◆ Your objective
Reproduce exactly the lines from the one containing "Could you please pick out the sweater" through the last line of the records below, both included, and nothing else.

◆ Supplied data
--------------------------------
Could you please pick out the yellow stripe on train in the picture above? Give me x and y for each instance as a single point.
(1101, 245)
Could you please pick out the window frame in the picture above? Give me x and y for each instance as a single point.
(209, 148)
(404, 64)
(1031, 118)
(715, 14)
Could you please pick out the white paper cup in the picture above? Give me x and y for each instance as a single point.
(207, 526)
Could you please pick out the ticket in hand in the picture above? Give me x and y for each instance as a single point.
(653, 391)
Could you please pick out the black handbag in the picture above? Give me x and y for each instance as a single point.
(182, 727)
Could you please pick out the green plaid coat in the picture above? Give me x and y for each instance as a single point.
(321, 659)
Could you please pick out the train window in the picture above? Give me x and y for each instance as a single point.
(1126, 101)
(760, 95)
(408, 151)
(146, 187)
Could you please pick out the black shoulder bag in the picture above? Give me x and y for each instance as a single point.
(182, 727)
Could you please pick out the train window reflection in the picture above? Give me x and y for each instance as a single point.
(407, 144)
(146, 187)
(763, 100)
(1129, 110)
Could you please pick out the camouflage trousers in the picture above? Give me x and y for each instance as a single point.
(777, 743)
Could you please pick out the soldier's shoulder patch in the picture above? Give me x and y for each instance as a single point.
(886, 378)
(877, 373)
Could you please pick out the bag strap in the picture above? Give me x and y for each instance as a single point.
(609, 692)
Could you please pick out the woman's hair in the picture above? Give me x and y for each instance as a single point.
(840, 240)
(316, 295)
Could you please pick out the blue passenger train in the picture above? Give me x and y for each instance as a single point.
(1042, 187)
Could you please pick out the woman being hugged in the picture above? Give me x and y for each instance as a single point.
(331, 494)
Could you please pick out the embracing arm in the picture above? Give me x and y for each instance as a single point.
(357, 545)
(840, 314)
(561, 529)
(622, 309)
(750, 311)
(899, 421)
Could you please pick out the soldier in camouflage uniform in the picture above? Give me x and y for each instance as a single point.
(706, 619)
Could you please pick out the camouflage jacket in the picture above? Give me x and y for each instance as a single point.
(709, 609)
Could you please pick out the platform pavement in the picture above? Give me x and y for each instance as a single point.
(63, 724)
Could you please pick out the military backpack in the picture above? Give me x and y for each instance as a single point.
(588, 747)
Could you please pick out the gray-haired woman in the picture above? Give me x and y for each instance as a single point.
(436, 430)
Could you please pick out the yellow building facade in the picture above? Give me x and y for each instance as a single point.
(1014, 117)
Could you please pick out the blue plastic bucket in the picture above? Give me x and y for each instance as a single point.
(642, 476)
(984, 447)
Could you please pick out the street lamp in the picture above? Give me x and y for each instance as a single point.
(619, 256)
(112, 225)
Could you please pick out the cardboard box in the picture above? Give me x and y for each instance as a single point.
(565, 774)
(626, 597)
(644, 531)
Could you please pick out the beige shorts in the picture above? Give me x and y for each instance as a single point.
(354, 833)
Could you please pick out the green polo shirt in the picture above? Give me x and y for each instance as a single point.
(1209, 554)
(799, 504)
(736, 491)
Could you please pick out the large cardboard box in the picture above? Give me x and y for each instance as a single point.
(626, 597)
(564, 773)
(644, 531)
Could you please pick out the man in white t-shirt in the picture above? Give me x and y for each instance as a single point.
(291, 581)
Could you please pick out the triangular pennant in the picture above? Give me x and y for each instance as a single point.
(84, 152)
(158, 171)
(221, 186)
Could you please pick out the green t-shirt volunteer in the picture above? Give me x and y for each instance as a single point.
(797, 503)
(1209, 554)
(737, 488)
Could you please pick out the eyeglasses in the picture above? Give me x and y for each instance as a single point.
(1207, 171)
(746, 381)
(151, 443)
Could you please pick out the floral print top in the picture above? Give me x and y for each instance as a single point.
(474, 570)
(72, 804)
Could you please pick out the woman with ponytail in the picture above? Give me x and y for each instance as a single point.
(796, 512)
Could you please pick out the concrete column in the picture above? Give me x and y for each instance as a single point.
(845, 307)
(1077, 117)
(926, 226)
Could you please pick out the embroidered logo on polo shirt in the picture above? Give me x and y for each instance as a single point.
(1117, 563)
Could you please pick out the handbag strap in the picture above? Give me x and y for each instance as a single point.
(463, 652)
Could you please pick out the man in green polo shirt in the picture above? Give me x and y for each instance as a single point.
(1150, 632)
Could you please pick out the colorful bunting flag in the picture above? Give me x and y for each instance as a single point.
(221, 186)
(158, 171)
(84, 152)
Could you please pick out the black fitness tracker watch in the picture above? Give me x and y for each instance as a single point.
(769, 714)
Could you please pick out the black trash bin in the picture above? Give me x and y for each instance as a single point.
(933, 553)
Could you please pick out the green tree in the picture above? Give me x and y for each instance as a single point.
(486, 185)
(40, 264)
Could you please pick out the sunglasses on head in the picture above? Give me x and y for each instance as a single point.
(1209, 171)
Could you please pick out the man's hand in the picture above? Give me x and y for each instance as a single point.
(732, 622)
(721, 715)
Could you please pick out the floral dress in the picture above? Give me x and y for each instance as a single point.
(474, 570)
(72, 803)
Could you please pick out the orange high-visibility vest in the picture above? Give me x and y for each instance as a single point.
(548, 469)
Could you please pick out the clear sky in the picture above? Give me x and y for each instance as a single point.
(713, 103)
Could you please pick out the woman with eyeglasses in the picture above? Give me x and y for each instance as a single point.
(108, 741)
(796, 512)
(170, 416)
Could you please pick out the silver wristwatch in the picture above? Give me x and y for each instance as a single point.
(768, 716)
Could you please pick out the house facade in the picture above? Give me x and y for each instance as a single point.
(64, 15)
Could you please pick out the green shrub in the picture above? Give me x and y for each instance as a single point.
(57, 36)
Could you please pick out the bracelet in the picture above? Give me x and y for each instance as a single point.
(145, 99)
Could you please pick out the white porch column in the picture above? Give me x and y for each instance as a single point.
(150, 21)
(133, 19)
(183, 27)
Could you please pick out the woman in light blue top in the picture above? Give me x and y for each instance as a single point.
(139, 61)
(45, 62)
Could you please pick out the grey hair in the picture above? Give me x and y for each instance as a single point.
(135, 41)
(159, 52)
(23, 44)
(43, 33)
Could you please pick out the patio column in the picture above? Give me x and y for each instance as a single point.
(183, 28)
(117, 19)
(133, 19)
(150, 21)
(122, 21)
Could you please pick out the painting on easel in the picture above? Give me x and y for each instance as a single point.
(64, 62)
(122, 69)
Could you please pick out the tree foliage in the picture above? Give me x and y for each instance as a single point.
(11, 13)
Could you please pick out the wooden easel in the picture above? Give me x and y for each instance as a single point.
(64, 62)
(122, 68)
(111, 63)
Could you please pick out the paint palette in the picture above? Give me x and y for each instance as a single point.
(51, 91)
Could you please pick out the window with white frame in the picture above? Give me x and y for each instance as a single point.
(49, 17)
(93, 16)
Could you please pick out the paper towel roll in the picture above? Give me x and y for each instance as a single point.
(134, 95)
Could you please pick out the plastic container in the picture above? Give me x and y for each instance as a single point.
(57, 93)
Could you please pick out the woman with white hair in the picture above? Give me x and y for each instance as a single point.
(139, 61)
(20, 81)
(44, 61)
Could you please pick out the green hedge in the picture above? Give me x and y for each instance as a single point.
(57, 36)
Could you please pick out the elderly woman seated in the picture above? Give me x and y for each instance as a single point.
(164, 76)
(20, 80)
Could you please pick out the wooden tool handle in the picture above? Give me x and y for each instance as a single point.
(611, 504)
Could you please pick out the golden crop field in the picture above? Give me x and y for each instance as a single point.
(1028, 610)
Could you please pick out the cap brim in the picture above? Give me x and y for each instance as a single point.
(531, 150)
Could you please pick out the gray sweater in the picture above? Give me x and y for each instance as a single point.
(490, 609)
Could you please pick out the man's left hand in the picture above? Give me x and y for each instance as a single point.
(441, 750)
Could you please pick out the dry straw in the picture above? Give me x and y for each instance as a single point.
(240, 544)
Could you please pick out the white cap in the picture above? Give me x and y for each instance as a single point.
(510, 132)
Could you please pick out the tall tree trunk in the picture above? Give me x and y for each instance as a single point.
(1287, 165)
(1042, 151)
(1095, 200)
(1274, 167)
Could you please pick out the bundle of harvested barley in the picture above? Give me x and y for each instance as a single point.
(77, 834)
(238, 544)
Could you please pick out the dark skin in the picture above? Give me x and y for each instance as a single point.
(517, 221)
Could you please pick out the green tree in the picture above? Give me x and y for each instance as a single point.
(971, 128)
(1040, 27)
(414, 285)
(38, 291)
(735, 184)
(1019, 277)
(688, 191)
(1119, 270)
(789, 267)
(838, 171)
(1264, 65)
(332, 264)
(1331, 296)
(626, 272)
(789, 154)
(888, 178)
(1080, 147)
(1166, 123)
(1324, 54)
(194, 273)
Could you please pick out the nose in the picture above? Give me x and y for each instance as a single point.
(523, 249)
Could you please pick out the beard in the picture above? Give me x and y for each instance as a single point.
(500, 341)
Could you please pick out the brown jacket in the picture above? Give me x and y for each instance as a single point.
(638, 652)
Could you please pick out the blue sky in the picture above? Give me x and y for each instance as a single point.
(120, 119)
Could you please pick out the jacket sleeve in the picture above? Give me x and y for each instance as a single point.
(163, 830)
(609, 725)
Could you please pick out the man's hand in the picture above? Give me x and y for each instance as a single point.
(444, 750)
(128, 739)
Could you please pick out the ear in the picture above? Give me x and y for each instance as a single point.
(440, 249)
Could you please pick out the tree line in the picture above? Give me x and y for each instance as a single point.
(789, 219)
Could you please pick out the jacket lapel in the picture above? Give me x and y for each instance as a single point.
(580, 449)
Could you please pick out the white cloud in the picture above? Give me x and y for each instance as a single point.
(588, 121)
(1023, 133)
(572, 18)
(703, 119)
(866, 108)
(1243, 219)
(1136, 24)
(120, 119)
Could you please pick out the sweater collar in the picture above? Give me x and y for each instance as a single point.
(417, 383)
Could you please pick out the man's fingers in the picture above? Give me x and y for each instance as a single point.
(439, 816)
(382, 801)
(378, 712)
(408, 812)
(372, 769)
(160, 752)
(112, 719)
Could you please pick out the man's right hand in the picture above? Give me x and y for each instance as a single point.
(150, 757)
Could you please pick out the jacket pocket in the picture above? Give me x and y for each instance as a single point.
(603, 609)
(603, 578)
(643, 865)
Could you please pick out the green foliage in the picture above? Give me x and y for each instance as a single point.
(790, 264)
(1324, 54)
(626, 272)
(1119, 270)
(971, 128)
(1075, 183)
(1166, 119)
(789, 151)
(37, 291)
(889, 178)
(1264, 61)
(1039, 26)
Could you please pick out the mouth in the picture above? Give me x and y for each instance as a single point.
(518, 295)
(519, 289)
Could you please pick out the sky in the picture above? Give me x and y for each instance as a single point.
--------------------------------
◆ Finished answer
Could you please pick out the sweater collar in the picture above? Give me x and y for each instance as a single point.
(417, 383)
Could you please pick out the man's fingers in the picture above? Give me x and y for each instance as a single point.
(439, 816)
(382, 801)
(378, 712)
(408, 812)
(372, 769)
(160, 752)
(112, 719)
Could you please pick out the man's right hand in the picture above? Give me x and y for each instance as a single point.
(150, 757)
Could you please pick out the jacket pocket in the picture above? Give me x and y for each instance as a single point.
(603, 609)
(603, 578)
(643, 865)
Could you please pick out the green foliage in the picture above? Give me x and y for each instance as a single point.
(790, 264)
(1324, 54)
(626, 272)
(1119, 270)
(971, 128)
(1075, 183)
(1166, 119)
(789, 151)
(37, 291)
(889, 178)
(1264, 61)
(1039, 26)
Could you please pick out the mouth in the picture above? Give me x and y for each instance as a single point.
(518, 295)
(519, 289)
Could you please pick out the sky in the picture above? Give me x and y for each instance as a single point.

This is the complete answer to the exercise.